## Exercise 1
Turn the records, starting at the line that contains "Ground sweaty forehead" and ending at the line that contains "12, 300, 146, 356", into a numbered list with blank lines omitted.

## Passage provided
****************************************

We can see, as described in Prajjawal's answer, that there are three factors that contribute to $\Delta_\mathrm{r}H$:

$$\Delta_\mathrm{r}H = \Delta_\mathrm{atom}H + IE_1 + \Delta_\mathrm{hyd}H$$

(the atomisation enthalpy being the same as the sublimation enthalpy). You are right in saying that there is a decrease in $IE_1$ going from $\ce{Li}$ to $\ce{Cs}$. If taken alone, this would mean that $E(\ce{M+}/\ce{M})$ would decrease going from $\ce{Li}$ to $\ce{Cs}$, which would mean that $\ce{Cs}$ is a better reducing agent than $\ce{Li}$.

However, looking at the very first table, this is clearly not true. So, some numbers will be needed. All values are in $\mathrm{kJ~mol^{-1}}$.

$$\begin{array}{ccccc} \hline \ce{M} & \Delta_\mathrm{atom}H & IE_1 & \Delta_\mathrm{hyd}H & \text{Sum} \\ \hline \ce{Li} & 161 & 520 & \mathbf{-520} & 161 \\ \ce{Cs} & 79 & 376 & \mathbf{-264} & 211 \\ \hline \end{array}$$ ^{Source: Inorganic Chemistry 6th ed., Shriver et al., p 160}

This is, in fact, an extremely crude analysis. However, it hopefully does serve to show in a more quantitative way why $E(\ce{Cs+}/\ce{Cs}) > E(\ce{Li+}/\ce{Li})$: it's because of the extremely exothermic hydration enthalpy of the small $\ce{Li+}$ ion.

Just as a comparison, the ionic radii of $\ce{Li+}$ and $\ce{Cs+}$ ($\mathrm{CN} = 6$) are $76$ and $167~\mathrm{pm}$ respectively (Greenwood & Earnshaw, p 75).

Solution 2:

To decide which is the best reducing agent we only not consider that who has less ionisation energy yet it follows 3 steps:

1. Metal (solid) to Metal (gaseous state) sublimation energy
2. Metal from gaseous state to M+ ionisation energy
3. M+ to M+ (aqueous state) hydration energy

Lithium having more charge density has more sublimation energy and ionisation energy than caesium but hydration energy is released in such a big amount that it compensates the S.E and I.E. and caesium's hydration is less than lithium. That's why lithium is good reducing agent.

****************************************

## Extracted data
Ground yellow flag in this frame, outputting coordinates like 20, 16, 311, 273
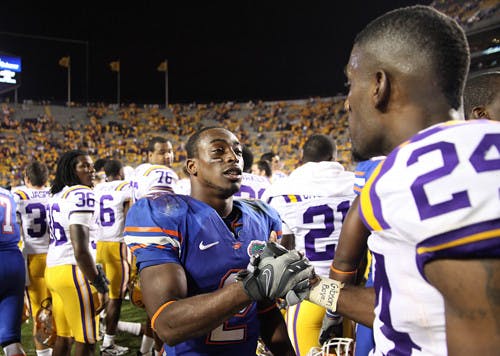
59, 56, 71, 68
157, 61, 168, 72
109, 61, 120, 72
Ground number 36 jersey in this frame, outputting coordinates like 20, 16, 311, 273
47, 185, 97, 267
360, 120, 500, 355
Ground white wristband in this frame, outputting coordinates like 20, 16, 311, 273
307, 276, 344, 311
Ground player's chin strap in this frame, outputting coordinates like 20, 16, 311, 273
306, 276, 344, 311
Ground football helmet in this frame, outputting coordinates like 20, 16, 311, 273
306, 337, 354, 356
35, 298, 57, 347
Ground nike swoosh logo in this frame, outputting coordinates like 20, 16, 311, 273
198, 241, 220, 251
262, 269, 271, 294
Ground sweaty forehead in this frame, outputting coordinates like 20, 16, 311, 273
200, 128, 240, 145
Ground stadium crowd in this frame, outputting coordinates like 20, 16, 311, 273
0, 98, 351, 187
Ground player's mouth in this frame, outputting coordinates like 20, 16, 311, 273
222, 167, 242, 182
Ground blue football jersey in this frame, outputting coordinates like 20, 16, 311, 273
125, 193, 281, 356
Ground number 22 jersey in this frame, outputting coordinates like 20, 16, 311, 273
360, 120, 500, 355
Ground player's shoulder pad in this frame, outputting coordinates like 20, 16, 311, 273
12, 189, 29, 200
130, 192, 190, 218
234, 199, 279, 219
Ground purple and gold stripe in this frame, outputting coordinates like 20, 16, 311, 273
14, 190, 28, 200
359, 152, 394, 231
72, 265, 96, 344
416, 219, 500, 276
115, 182, 130, 192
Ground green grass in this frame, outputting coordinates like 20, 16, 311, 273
12, 300, 146, 356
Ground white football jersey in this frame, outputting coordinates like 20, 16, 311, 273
14, 186, 50, 255
234, 172, 271, 199
94, 180, 132, 242
360, 120, 500, 355
261, 162, 355, 276
47, 185, 98, 267
131, 163, 179, 202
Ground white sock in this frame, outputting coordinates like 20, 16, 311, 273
36, 348, 52, 356
3, 342, 26, 356
102, 334, 115, 347
139, 335, 155, 355
116, 321, 141, 336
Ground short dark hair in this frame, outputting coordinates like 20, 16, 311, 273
50, 150, 88, 194
148, 136, 168, 152
302, 134, 337, 163
257, 159, 273, 178
94, 158, 108, 172
242, 146, 253, 173
354, 5, 470, 110
25, 161, 49, 187
104, 159, 123, 177
186, 126, 220, 158
464, 71, 500, 120
260, 151, 276, 162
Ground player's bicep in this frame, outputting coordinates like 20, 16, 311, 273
424, 259, 500, 355
140, 263, 187, 317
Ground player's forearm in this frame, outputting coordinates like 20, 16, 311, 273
337, 285, 375, 328
152, 283, 251, 345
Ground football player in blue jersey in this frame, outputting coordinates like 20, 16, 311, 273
125, 127, 312, 356
0, 188, 26, 356
302, 6, 500, 355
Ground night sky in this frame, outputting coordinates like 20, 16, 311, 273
0, 0, 430, 104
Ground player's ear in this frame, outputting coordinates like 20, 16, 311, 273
185, 158, 198, 176
373, 69, 391, 111
468, 106, 489, 119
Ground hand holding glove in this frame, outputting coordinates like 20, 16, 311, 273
238, 242, 314, 304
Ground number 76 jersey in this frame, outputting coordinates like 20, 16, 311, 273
360, 120, 500, 355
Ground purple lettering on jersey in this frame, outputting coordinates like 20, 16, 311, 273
406, 142, 470, 220
470, 134, 500, 172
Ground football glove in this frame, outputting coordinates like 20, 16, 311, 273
238, 242, 314, 301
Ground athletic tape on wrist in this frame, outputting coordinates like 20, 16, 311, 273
307, 276, 344, 312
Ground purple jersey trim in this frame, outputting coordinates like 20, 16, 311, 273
416, 219, 500, 278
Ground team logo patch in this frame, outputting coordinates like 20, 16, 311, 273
247, 240, 266, 257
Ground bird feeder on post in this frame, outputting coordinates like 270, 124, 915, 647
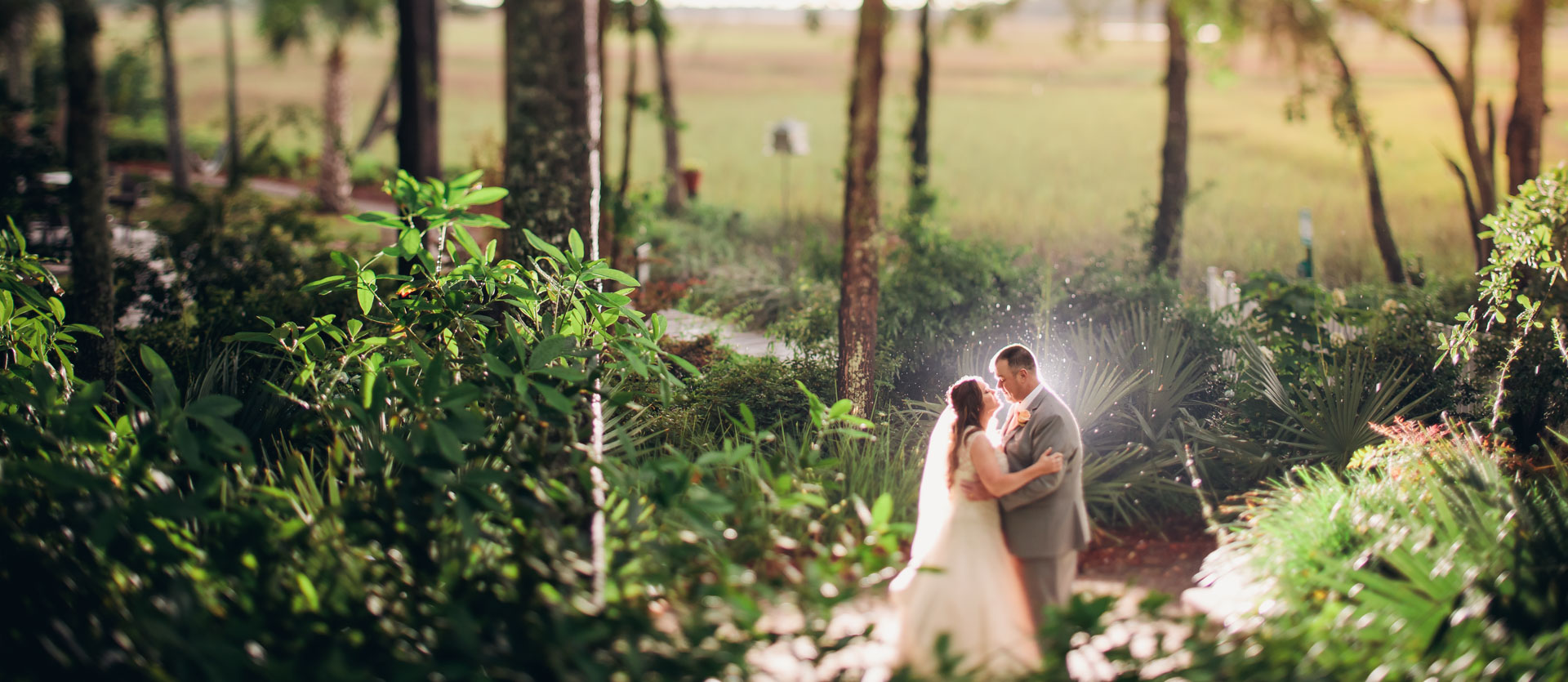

****************************************

## Exercise 2
Answer these questions from the passage on alkali metal reducing agents:
(a) What hydration enthalpy does the table give for Li?
(b) What ionic radius is given for Cs+ at CN = 6?
(c) What is the third step listed in Solution 2?

## Complete answer 1
1. Ground sweaty forehead in this frame, outputting coordinates like 20, 16, 311, 273
2. 200, 128, 240, 145
3. Ground stadium crowd in this frame, outputting coordinates like 20, 16, 311, 273
4. 0, 98, 351, 187
5. Ground player's mouth in this frame, outputting coordinates like 20, 16, 311, 273
6. 222, 167, 242, 182
7. Ground blue football jersey in this frame, outputting coordinates like 20, 16, 311, 273
8. 125, 193, 281, 356
9. Ground number 22 jersey in this frame, outputting coordinates like 20, 16, 311, 273
10. 360, 120, 500, 355
11. Ground player's shoulder pad in this frame, outputting coordinates like 20, 16, 311, 273
12. 12, 189, 29, 200
13. 130, 192, 190, 218
14. 234, 199, 279, 219
15. Ground purple and gold stripe in this frame, outputting coordinates like 20, 16, 311, 273
16. 14, 190, 28, 200
17. 359, 152, 394, 231
18. 72, 265, 96, 344
19. 416, 219, 500, 276
20. 115, 182, 130, 192
21. Ground green grass in this frame, outputting coordinates like 20, 16, 311, 273
22. 12, 300, 146, 356

## Complete answer 2
(a) −520 kJ/mol
(b) 167 pm
(c) M+ to M+ (aqueous state), hydration energy